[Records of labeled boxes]
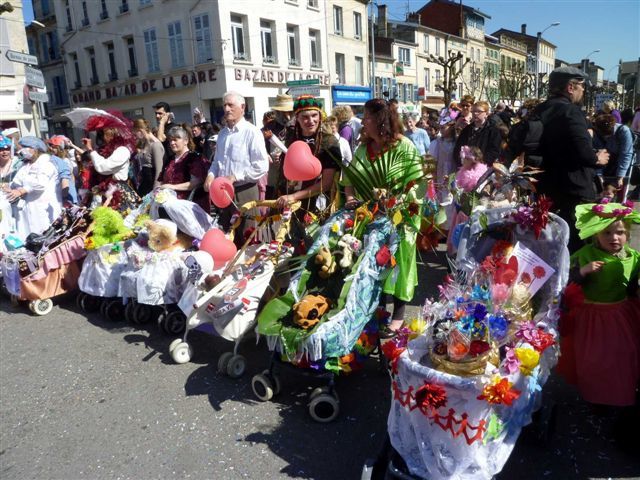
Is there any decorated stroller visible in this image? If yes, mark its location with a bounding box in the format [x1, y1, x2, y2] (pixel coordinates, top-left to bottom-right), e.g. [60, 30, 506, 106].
[0, 207, 89, 315]
[169, 201, 300, 378]
[370, 205, 569, 480]
[251, 207, 398, 422]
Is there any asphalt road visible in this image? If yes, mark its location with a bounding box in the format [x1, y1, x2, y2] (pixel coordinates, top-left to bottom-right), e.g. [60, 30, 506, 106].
[0, 248, 640, 480]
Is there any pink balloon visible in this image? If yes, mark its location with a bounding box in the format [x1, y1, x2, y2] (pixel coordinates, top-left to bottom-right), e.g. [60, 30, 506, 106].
[200, 228, 238, 269]
[209, 177, 235, 208]
[284, 140, 322, 182]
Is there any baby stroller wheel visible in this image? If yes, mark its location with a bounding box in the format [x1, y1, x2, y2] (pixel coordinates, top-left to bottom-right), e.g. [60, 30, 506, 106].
[227, 355, 247, 378]
[309, 393, 340, 423]
[169, 338, 182, 353]
[79, 293, 105, 313]
[29, 298, 53, 316]
[251, 372, 275, 402]
[218, 352, 233, 373]
[132, 303, 151, 325]
[171, 342, 192, 364]
[160, 310, 187, 335]
[100, 298, 124, 322]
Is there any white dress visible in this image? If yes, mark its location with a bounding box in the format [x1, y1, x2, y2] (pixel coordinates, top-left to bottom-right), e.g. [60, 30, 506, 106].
[11, 153, 62, 240]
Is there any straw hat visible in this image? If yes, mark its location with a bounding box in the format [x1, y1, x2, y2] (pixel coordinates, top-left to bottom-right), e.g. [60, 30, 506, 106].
[271, 93, 293, 112]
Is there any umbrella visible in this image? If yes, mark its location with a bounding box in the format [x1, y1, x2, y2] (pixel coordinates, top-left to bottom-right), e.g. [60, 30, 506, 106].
[64, 107, 127, 130]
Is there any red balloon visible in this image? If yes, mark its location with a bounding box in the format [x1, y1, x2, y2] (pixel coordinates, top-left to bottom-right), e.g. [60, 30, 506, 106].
[284, 140, 322, 182]
[200, 228, 238, 270]
[209, 177, 235, 208]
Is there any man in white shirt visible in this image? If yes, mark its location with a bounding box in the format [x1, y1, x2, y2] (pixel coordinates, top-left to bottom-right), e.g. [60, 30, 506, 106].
[204, 92, 269, 246]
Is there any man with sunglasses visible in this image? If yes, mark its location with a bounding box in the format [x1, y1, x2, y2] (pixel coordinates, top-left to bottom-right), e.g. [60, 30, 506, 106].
[535, 67, 609, 252]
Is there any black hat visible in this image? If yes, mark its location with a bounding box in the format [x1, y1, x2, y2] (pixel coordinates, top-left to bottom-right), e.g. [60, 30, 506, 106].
[549, 67, 591, 88]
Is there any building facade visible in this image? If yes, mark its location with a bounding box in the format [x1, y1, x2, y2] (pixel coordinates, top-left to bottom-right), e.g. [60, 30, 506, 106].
[324, 0, 371, 106]
[55, 0, 331, 131]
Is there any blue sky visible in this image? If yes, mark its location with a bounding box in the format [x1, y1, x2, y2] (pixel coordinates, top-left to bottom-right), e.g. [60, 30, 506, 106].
[388, 0, 640, 79]
[23, 0, 640, 79]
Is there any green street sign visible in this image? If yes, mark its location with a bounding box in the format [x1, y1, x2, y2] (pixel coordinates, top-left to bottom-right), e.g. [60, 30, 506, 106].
[287, 78, 320, 87]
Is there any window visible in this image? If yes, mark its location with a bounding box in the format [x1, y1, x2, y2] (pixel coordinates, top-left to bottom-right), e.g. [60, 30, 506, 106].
[64, 0, 73, 32]
[231, 15, 249, 60]
[82, 0, 89, 27]
[40, 33, 49, 63]
[309, 30, 322, 68]
[47, 30, 60, 60]
[333, 5, 342, 35]
[100, 0, 109, 20]
[336, 53, 346, 84]
[87, 47, 98, 85]
[287, 25, 300, 66]
[353, 12, 362, 40]
[356, 57, 364, 85]
[167, 21, 184, 68]
[69, 53, 82, 88]
[260, 20, 277, 64]
[125, 37, 138, 77]
[53, 75, 69, 105]
[193, 13, 213, 63]
[398, 47, 411, 66]
[106, 42, 118, 81]
[143, 28, 160, 72]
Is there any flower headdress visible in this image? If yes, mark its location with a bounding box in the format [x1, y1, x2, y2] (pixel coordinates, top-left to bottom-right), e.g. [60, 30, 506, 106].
[576, 199, 640, 240]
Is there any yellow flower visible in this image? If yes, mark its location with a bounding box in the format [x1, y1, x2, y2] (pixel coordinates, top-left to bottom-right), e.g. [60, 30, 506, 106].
[516, 348, 540, 375]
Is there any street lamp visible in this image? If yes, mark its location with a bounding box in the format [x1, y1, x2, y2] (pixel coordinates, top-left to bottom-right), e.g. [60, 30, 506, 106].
[536, 22, 560, 97]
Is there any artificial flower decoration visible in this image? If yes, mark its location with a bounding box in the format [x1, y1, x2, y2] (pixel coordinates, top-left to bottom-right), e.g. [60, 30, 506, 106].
[515, 348, 540, 375]
[415, 382, 447, 414]
[478, 376, 520, 406]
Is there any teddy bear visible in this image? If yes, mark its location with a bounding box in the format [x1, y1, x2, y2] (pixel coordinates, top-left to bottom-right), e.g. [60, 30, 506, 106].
[315, 245, 337, 280]
[337, 233, 362, 268]
[293, 295, 331, 330]
[145, 219, 181, 252]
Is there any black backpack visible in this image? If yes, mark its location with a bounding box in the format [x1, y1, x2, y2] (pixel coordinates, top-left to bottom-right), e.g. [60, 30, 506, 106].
[507, 113, 544, 168]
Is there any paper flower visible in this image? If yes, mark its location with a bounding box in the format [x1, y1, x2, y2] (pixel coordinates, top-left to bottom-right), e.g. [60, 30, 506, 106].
[502, 348, 520, 375]
[478, 377, 520, 406]
[515, 348, 540, 375]
[415, 382, 447, 413]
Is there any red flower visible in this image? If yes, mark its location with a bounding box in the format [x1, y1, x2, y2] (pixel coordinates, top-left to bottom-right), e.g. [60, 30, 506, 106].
[478, 378, 520, 405]
[469, 340, 491, 357]
[387, 197, 398, 208]
[533, 265, 547, 278]
[415, 382, 447, 414]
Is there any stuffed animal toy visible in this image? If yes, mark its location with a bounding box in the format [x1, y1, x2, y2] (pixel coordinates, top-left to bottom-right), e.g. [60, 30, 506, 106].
[85, 207, 135, 250]
[316, 245, 337, 280]
[293, 295, 331, 330]
[146, 219, 181, 252]
[338, 233, 362, 268]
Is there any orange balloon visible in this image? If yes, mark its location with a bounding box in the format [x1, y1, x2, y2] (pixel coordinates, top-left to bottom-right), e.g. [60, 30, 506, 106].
[283, 140, 322, 182]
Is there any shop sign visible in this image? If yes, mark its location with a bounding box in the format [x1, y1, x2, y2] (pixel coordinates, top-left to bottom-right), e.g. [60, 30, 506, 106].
[71, 68, 217, 104]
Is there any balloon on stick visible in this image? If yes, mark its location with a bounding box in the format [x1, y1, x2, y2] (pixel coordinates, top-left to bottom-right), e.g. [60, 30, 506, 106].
[283, 140, 322, 182]
[209, 177, 235, 208]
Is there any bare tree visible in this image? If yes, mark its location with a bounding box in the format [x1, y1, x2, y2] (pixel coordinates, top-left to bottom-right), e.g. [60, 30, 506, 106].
[500, 64, 533, 105]
[429, 52, 470, 107]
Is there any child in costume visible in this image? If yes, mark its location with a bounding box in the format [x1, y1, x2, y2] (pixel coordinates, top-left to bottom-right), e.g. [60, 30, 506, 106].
[447, 145, 489, 257]
[558, 200, 640, 407]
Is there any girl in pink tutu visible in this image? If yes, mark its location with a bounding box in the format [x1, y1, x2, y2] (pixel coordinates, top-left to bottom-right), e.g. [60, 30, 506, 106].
[558, 200, 640, 407]
[447, 145, 488, 256]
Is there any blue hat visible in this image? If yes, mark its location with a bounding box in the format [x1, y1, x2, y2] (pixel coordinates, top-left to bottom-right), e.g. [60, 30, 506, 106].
[18, 136, 47, 152]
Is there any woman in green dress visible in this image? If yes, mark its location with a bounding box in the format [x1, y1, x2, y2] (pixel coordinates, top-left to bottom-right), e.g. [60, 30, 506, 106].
[343, 99, 426, 337]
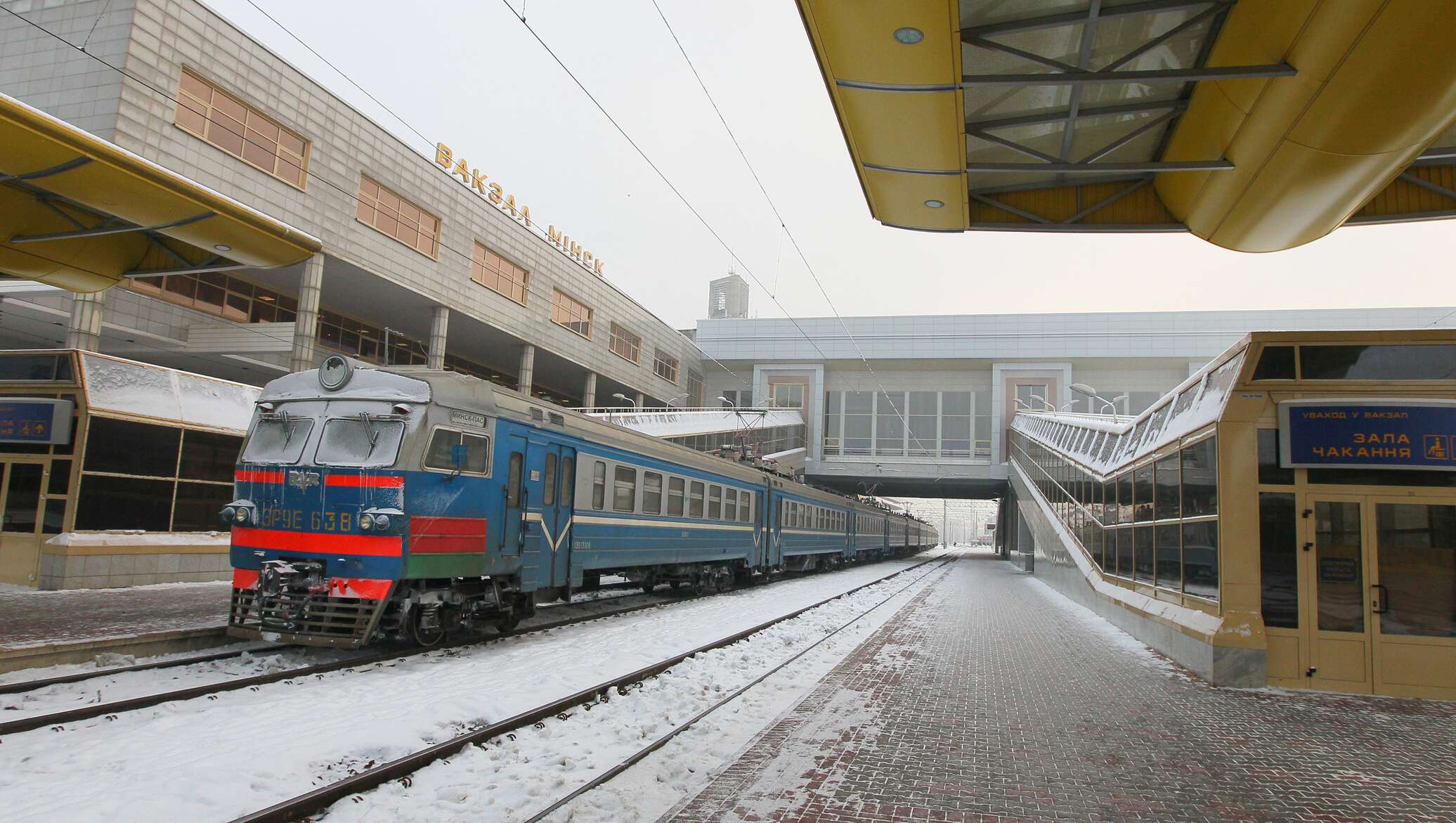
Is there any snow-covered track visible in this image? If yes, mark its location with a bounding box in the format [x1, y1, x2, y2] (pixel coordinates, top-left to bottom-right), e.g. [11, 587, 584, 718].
[221, 555, 949, 823]
[0, 644, 292, 695]
[0, 583, 734, 737]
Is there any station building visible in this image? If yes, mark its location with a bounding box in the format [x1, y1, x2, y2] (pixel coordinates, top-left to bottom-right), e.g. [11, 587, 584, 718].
[0, 0, 702, 406]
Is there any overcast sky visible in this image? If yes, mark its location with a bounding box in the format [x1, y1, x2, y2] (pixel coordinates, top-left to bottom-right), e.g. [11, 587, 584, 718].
[207, 0, 1456, 328]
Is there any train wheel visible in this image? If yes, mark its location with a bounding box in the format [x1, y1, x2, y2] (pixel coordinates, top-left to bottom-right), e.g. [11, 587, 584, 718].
[409, 609, 446, 648]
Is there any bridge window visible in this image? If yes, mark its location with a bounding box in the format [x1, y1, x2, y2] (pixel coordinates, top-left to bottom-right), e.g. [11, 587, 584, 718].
[611, 466, 636, 511]
[667, 478, 684, 517]
[1299, 345, 1456, 380]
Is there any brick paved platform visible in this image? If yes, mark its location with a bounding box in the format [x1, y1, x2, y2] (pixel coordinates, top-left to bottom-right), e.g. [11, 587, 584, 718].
[0, 581, 233, 649]
[664, 555, 1456, 823]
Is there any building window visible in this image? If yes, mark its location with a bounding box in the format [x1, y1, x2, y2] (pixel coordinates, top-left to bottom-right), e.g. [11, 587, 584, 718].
[687, 368, 703, 408]
[652, 348, 677, 383]
[550, 288, 591, 339]
[353, 175, 440, 259]
[124, 273, 299, 323]
[318, 309, 428, 365]
[607, 323, 642, 363]
[470, 243, 528, 306]
[174, 70, 308, 188]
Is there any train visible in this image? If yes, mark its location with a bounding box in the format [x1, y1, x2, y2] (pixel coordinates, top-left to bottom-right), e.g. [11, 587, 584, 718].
[220, 356, 939, 648]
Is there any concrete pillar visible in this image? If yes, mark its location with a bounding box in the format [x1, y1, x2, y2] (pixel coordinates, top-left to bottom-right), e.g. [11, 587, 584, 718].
[425, 306, 450, 368]
[581, 372, 597, 409]
[65, 292, 106, 351]
[515, 344, 535, 395]
[288, 252, 323, 372]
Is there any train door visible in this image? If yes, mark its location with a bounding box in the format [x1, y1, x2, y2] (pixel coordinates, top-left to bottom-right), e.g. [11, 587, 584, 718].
[542, 444, 577, 585]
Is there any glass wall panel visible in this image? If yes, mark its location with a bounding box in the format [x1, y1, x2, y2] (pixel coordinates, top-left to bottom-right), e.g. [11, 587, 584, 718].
[1376, 503, 1456, 637]
[1259, 491, 1299, 629]
[1182, 437, 1218, 517]
[1156, 523, 1182, 591]
[1133, 463, 1155, 523]
[1133, 526, 1155, 584]
[1153, 455, 1179, 520]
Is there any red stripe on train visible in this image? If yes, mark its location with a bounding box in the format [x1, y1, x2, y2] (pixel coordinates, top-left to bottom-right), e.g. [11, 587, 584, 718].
[409, 516, 486, 555]
[323, 475, 405, 488]
[233, 526, 405, 558]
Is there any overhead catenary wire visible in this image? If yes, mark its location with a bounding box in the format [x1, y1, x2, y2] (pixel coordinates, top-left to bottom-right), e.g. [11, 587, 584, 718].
[501, 0, 941, 467]
[0, 6, 748, 398]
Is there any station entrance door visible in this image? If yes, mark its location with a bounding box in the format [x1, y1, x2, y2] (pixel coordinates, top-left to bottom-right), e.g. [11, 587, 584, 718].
[1271, 493, 1456, 699]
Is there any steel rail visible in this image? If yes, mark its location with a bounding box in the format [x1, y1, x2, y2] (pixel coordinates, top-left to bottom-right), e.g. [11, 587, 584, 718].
[0, 581, 642, 695]
[0, 579, 687, 736]
[230, 557, 944, 823]
[523, 558, 955, 823]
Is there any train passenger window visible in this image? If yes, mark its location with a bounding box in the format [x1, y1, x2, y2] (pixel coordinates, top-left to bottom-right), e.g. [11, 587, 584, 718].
[241, 414, 313, 463]
[591, 460, 607, 511]
[425, 428, 490, 475]
[642, 472, 663, 514]
[561, 458, 577, 508]
[542, 455, 557, 505]
[315, 415, 405, 467]
[687, 481, 703, 517]
[611, 466, 636, 511]
[667, 478, 683, 517]
[505, 451, 524, 508]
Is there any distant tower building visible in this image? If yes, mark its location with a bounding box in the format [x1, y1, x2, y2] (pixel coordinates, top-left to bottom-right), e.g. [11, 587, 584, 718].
[708, 271, 748, 319]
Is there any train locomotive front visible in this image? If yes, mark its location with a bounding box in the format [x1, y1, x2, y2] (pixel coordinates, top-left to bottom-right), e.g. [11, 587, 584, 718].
[221, 357, 512, 648]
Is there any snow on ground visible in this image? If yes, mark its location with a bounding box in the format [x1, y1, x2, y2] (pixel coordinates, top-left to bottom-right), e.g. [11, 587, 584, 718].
[0, 561, 916, 823]
[0, 580, 233, 648]
[322, 550, 944, 823]
[0, 587, 671, 721]
[1025, 576, 1192, 682]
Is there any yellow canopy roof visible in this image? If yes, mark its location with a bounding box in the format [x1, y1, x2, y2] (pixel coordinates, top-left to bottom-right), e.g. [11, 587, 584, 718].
[0, 93, 322, 292]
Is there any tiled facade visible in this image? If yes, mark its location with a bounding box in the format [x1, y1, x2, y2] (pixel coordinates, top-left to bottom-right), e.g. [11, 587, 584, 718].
[0, 0, 701, 399]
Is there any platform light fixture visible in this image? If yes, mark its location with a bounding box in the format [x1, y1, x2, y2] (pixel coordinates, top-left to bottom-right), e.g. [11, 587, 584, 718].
[895, 26, 925, 45]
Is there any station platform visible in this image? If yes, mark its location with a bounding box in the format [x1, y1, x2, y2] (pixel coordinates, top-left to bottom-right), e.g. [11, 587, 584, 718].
[663, 554, 1456, 823]
[0, 581, 231, 671]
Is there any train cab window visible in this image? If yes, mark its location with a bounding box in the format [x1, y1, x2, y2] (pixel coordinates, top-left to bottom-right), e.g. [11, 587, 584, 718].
[315, 414, 405, 467]
[611, 466, 636, 511]
[588, 455, 607, 511]
[561, 458, 577, 508]
[542, 455, 557, 505]
[687, 481, 703, 517]
[642, 472, 663, 514]
[505, 451, 524, 508]
[667, 478, 684, 517]
[425, 428, 490, 475]
[242, 414, 313, 463]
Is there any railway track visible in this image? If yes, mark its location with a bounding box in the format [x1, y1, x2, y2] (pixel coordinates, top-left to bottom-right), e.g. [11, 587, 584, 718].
[0, 562, 891, 739]
[0, 581, 641, 699]
[231, 557, 954, 823]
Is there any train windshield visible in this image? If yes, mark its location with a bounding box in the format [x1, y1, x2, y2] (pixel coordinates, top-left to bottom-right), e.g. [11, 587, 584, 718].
[242, 413, 313, 463]
[318, 413, 405, 466]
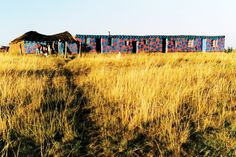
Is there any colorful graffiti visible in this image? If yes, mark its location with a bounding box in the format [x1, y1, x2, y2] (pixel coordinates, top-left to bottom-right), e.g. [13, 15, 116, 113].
[24, 41, 78, 54]
[76, 35, 225, 53]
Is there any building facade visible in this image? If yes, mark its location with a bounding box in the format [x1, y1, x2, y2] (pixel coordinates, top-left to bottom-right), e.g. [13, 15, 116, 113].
[75, 35, 225, 53]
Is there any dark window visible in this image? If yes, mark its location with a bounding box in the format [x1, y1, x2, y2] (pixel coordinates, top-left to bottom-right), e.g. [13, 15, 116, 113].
[211, 40, 218, 48]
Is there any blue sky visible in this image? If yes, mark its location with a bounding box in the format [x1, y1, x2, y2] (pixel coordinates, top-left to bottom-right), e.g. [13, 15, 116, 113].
[0, 0, 236, 47]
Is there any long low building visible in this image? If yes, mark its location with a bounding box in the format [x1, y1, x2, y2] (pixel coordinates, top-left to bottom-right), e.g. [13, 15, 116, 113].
[9, 31, 225, 55]
[75, 34, 225, 53]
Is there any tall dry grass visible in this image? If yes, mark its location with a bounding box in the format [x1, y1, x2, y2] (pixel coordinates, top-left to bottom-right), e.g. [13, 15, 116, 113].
[0, 53, 236, 156]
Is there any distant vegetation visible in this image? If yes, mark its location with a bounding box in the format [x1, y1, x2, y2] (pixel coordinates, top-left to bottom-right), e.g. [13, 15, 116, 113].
[0, 53, 236, 156]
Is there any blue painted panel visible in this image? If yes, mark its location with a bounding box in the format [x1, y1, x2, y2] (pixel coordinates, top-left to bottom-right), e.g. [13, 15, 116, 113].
[202, 39, 207, 52]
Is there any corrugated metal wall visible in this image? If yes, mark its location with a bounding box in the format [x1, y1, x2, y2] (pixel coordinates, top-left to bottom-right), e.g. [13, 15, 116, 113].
[76, 35, 225, 53]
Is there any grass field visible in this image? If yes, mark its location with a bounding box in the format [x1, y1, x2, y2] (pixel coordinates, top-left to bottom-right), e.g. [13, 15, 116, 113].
[0, 53, 236, 157]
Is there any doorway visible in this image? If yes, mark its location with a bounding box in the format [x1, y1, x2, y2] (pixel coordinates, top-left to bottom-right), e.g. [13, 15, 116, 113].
[132, 41, 138, 53]
[202, 39, 207, 52]
[96, 38, 102, 52]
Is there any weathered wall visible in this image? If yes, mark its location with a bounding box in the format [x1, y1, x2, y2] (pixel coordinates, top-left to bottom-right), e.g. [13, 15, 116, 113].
[76, 35, 225, 53]
[24, 41, 78, 54]
[9, 41, 25, 54]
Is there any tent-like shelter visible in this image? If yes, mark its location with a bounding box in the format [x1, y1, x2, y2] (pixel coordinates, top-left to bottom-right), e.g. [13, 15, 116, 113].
[9, 31, 78, 54]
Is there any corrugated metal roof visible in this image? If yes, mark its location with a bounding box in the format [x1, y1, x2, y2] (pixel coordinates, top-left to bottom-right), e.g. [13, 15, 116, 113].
[75, 34, 225, 39]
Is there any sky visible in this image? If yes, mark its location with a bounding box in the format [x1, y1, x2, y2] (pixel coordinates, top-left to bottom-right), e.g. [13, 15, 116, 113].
[0, 0, 236, 47]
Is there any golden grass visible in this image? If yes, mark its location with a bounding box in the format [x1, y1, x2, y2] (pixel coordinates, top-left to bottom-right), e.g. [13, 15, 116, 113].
[0, 53, 236, 156]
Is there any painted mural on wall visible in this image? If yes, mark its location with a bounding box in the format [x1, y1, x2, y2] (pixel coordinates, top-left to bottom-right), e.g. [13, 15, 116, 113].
[76, 35, 225, 53]
[24, 41, 78, 54]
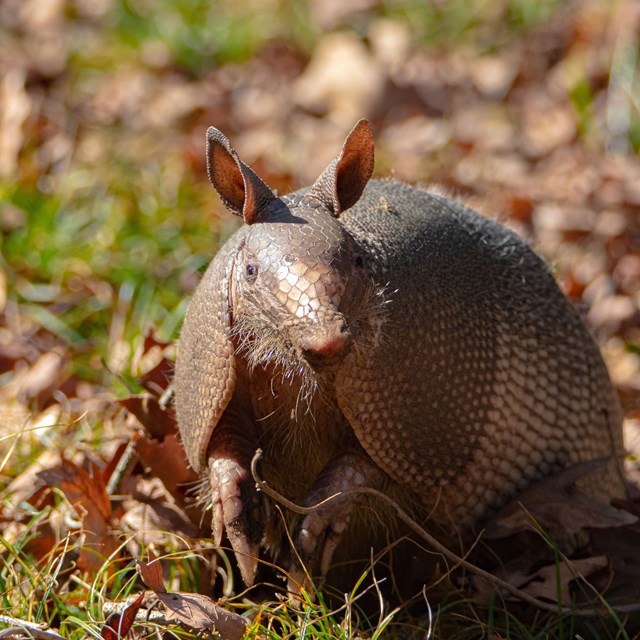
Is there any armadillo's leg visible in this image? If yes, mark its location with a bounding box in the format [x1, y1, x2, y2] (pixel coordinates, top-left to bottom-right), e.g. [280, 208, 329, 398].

● EXERCISE INSTRUCTIONS: Copy out the listing above word for word, everything from the line that contains "Is there any baby" down to the line that contains "[549, 67, 591, 88]", with both of those lines included.

● THE OUTPUT:
Is there any baby stroller wheel visible in this image? If yes, mark its location with a bounding box in the format [x1, y1, x2, y2] (pixel coordinates, top-left to bottom-right), e.g. [60, 30, 506, 106].
[227, 355, 247, 378]
[309, 393, 340, 423]
[169, 338, 182, 353]
[79, 293, 105, 313]
[29, 298, 53, 316]
[251, 372, 275, 402]
[218, 352, 233, 373]
[132, 303, 151, 325]
[171, 342, 192, 364]
[160, 310, 187, 335]
[100, 298, 124, 322]
Is there any white dress visible in this image? If yes, mark its location with a bounding box in the format [x1, y1, x2, y2] (pixel coordinates, top-left to bottom-right), e.g. [60, 30, 506, 106].
[11, 153, 62, 240]
Is there any straw hat visible in this image? If yes, mark its location with a bounding box in the format [x1, y1, x2, y2] (pixel coordinates, top-left to bottom-right), e.g. [60, 30, 506, 106].
[271, 93, 293, 112]
Is there any umbrella visible in this image? If yes, mark its location with a bounding box in the format [x1, y1, x2, y2] (pixel coordinates, top-left to bottom-right), e.g. [60, 30, 506, 106].
[64, 107, 127, 130]
Is there any red balloon visible in this image? If yes, mark its location with a bounding box in the format [x1, y1, x2, y2] (pixel coordinates, top-left to bottom-right), e.g. [60, 30, 506, 106].
[284, 140, 322, 182]
[200, 228, 238, 270]
[209, 177, 235, 208]
Is there any man in white shirt visible in this image? If yes, mark its location with a bounding box in the format [x1, y1, x2, y2] (pixel coordinates, top-left to bottom-right), e.g. [60, 30, 506, 106].
[204, 92, 269, 246]
Is there any man with sunglasses visible in this image? If yes, mark its location with a bounding box in the format [x1, y1, x2, y2] (pixel coordinates, top-left to bottom-right), e.g. [60, 30, 506, 106].
[535, 67, 609, 252]
Is there any black hat visible in this image? If yes, mark its location with a bounding box in the format [x1, y1, x2, y2] (pixel coordinates, top-left to bottom-right), e.g. [60, 30, 506, 106].
[549, 67, 591, 88]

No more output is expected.